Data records
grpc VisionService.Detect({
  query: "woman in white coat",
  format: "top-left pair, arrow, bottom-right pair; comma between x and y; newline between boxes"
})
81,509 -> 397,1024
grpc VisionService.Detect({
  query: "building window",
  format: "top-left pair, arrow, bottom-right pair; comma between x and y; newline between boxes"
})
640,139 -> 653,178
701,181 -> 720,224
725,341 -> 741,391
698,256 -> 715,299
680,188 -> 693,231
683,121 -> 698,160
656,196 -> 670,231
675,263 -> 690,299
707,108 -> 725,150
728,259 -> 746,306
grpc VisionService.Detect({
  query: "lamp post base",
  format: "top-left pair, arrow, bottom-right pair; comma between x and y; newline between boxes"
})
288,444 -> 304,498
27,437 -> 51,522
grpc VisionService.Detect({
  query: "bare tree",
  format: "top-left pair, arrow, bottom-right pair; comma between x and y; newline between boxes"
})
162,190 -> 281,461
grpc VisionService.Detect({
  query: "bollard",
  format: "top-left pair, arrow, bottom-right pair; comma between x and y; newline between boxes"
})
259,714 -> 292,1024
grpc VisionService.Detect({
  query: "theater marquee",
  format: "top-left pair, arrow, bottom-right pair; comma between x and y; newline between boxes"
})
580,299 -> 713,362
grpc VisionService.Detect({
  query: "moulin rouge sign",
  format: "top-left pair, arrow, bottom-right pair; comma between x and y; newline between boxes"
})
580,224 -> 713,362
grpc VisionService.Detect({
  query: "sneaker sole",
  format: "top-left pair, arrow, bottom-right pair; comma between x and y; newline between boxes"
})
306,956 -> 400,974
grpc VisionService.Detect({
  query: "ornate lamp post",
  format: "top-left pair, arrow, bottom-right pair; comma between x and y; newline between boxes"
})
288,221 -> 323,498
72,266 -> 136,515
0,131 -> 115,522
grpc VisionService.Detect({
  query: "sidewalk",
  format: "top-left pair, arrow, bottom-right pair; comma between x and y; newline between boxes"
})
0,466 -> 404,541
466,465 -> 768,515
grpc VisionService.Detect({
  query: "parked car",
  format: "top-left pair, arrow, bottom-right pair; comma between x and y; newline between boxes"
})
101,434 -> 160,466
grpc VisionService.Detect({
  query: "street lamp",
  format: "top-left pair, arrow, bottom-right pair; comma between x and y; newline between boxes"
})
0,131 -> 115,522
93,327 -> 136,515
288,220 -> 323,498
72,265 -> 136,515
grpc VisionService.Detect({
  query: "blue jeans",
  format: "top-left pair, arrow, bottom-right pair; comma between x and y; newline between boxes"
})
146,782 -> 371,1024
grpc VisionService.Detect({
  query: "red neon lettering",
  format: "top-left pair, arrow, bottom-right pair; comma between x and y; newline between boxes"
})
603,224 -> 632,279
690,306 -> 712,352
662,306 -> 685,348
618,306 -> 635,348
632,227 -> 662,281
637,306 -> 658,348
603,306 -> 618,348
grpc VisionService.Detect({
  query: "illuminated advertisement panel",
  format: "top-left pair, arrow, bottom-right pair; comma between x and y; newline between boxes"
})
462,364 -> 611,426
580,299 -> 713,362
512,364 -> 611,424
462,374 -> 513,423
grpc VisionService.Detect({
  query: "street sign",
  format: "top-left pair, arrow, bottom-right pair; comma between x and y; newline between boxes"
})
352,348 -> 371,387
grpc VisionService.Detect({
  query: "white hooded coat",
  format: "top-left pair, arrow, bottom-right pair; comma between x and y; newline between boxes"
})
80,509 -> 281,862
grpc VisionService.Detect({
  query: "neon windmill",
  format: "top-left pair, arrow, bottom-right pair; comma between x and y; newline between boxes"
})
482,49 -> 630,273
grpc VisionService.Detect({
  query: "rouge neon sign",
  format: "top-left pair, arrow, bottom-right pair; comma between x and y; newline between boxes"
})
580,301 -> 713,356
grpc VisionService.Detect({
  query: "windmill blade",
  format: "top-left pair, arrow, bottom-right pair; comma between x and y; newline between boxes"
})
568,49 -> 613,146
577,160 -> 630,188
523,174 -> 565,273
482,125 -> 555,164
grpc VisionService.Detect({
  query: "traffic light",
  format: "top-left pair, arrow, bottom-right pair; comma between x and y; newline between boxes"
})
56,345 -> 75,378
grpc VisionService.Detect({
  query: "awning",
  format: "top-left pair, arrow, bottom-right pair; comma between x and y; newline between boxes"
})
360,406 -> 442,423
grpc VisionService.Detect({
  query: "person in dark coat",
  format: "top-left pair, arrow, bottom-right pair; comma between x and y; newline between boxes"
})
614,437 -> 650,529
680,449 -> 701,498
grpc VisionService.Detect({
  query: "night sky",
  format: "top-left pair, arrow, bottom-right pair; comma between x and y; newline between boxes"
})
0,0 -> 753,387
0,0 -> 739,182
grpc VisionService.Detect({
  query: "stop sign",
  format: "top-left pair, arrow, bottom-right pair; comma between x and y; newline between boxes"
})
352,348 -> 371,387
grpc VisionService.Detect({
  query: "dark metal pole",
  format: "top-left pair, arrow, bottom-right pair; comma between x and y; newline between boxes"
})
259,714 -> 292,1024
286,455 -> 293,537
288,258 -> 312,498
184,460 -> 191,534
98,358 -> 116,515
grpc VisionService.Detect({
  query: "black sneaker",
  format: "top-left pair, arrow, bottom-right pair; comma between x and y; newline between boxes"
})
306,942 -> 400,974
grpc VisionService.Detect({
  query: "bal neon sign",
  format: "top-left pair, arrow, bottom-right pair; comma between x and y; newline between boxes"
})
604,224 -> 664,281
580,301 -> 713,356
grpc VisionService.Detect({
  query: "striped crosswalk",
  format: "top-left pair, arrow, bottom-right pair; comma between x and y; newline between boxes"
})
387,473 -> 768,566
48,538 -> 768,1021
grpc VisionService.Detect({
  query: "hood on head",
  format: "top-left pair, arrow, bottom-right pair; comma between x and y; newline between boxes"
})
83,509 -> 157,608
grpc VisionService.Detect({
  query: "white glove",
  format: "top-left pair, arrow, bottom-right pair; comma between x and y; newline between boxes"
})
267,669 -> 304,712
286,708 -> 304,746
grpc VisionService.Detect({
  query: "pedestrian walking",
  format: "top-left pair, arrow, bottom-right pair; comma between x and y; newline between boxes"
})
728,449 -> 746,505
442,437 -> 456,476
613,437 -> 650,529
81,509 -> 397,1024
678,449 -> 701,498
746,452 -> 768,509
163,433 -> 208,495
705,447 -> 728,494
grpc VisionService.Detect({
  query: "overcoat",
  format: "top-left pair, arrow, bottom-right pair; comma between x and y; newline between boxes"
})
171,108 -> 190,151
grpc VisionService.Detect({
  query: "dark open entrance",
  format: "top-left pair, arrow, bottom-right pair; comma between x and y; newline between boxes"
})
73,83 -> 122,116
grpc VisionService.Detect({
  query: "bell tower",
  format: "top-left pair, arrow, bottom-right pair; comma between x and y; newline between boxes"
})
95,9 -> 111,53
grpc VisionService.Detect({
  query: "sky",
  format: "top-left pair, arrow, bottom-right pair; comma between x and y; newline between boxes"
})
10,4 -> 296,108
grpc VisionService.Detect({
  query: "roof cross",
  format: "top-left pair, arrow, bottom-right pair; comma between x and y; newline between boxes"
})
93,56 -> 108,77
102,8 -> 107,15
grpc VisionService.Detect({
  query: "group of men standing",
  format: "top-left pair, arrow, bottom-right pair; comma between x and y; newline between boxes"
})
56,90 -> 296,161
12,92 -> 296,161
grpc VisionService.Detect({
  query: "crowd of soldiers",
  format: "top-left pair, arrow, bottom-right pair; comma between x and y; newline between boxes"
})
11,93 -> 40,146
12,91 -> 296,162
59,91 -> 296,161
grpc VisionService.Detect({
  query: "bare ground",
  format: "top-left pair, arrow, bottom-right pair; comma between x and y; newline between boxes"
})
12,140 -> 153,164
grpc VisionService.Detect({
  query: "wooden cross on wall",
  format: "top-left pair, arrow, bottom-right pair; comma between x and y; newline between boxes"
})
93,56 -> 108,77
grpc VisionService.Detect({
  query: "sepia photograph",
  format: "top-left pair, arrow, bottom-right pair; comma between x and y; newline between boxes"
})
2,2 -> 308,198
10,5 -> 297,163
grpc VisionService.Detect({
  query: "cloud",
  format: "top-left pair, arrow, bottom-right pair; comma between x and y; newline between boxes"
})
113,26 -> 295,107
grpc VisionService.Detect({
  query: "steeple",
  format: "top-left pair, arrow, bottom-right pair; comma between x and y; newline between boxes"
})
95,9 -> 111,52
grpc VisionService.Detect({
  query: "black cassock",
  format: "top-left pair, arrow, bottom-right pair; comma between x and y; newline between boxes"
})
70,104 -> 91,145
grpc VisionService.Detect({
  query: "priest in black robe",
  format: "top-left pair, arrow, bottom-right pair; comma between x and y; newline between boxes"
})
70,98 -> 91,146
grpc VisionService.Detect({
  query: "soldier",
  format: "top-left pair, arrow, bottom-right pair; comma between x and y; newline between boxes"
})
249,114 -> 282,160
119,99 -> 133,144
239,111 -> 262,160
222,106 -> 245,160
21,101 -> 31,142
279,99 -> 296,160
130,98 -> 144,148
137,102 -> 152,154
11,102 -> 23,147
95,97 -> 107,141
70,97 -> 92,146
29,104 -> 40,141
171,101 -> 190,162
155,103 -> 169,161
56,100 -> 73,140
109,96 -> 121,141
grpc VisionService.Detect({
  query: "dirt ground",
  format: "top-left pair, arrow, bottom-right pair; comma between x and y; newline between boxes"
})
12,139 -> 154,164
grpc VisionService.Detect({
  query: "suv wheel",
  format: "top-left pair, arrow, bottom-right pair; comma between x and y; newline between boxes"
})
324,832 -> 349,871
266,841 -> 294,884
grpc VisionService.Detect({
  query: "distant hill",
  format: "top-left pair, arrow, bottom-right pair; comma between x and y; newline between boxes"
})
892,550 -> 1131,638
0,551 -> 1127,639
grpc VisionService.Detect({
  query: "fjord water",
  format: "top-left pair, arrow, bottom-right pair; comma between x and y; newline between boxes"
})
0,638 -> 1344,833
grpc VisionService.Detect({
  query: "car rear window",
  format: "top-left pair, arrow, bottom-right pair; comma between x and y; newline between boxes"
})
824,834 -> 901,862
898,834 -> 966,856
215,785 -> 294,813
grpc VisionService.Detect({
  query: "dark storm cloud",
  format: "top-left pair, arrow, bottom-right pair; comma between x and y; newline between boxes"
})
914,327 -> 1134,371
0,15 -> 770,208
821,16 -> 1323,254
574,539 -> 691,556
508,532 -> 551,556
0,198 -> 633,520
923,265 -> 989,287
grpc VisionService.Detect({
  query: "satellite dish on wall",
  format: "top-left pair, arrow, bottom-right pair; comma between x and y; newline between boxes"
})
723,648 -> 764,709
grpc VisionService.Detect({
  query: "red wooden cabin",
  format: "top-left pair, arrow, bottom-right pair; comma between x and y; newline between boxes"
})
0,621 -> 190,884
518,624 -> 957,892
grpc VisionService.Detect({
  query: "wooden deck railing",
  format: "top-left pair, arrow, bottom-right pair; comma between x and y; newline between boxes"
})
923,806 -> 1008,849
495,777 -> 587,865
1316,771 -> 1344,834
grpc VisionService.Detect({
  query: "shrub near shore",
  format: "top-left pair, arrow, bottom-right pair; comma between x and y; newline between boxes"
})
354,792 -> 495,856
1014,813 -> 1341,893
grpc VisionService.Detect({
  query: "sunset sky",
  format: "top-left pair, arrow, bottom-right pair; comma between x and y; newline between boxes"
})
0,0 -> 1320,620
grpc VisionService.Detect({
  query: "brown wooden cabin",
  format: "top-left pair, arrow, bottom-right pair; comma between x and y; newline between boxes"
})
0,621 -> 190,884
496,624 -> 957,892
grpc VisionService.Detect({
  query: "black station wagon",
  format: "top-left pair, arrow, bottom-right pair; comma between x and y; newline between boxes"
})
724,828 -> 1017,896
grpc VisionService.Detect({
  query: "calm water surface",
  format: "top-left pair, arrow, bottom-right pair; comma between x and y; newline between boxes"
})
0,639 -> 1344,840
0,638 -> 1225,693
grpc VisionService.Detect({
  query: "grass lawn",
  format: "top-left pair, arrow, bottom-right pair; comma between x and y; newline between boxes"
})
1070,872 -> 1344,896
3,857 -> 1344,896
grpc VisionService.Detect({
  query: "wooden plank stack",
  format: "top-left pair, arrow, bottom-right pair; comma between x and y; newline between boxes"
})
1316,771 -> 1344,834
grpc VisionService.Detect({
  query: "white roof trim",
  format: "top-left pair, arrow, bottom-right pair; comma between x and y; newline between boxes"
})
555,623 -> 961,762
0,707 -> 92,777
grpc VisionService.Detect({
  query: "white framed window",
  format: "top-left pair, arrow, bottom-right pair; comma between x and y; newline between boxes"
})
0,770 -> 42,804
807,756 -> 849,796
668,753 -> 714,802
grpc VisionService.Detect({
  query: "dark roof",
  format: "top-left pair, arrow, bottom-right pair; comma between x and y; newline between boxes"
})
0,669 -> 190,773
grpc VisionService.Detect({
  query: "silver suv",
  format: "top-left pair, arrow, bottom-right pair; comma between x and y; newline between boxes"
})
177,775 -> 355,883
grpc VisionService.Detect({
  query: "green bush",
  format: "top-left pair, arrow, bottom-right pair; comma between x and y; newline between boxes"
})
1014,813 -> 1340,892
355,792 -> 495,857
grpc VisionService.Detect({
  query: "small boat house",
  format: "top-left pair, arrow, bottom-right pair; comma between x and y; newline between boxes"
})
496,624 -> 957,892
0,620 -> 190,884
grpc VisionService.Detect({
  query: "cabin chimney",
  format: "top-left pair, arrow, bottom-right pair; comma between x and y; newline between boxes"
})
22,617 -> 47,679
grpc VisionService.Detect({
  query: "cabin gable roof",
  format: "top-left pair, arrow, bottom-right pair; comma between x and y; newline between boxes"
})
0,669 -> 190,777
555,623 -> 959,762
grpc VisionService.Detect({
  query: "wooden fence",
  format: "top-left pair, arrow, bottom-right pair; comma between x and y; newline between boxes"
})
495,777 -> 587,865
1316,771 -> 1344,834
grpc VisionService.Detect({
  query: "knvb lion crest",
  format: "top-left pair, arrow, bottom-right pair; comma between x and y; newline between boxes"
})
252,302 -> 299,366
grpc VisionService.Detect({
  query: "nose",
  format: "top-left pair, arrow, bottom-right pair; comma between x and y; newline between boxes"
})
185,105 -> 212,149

__Task to carry out__. Please lay out everything from the start of the listing down to and including the line that contains "162,190 -> 281,461" as a Markdown table with the columns Row and Line. Give each line its own row, and leave out blank lines.

__Full output__.
| Row | Line |
|---|---|
| 1 | grpc VisionService.Detect({ |
| 2 |   query: "woman in white coat", |
| 3 |   format: "top-left pair, arrow, bottom-right pair; comma between x and y; newline between boxes" |
| 4 | }) |
| 5 | 81,509 -> 397,1024 |
| 6 | grpc VisionService.Detect({ |
| 7 |   query: "building window", |
| 8 |   format: "top-left pair, arrow, bottom-right pair; comma between x and y; newline between boxes" |
| 9 | }) |
| 10 | 640,139 -> 653,178 |
| 11 | 701,181 -> 720,224 |
| 12 | 725,341 -> 741,391 |
| 13 | 698,256 -> 715,299 |
| 14 | 680,188 -> 693,231 |
| 15 | 683,121 -> 698,160 |
| 16 | 656,196 -> 670,231 |
| 17 | 675,263 -> 690,299 |
| 18 | 707,108 -> 725,150 |
| 19 | 728,259 -> 746,306 |
| 20 | grpc VisionService.Detect({ |
| 21 |   query: "lamp post base", |
| 22 |   format: "top-left pair, arrow, bottom-right pair; comma between x and y; newline between boxes" |
| 23 | }) |
| 24 | 288,444 -> 304,498 |
| 25 | 27,437 -> 51,522 |
| 26 | grpc VisionService.Detect({ |
| 27 |   query: "bare tree", |
| 28 |   format: "top-left pair, arrow, bottom-right pair; comma between x and y; newline between boxes" |
| 29 | }) |
| 30 | 162,190 -> 281,461 |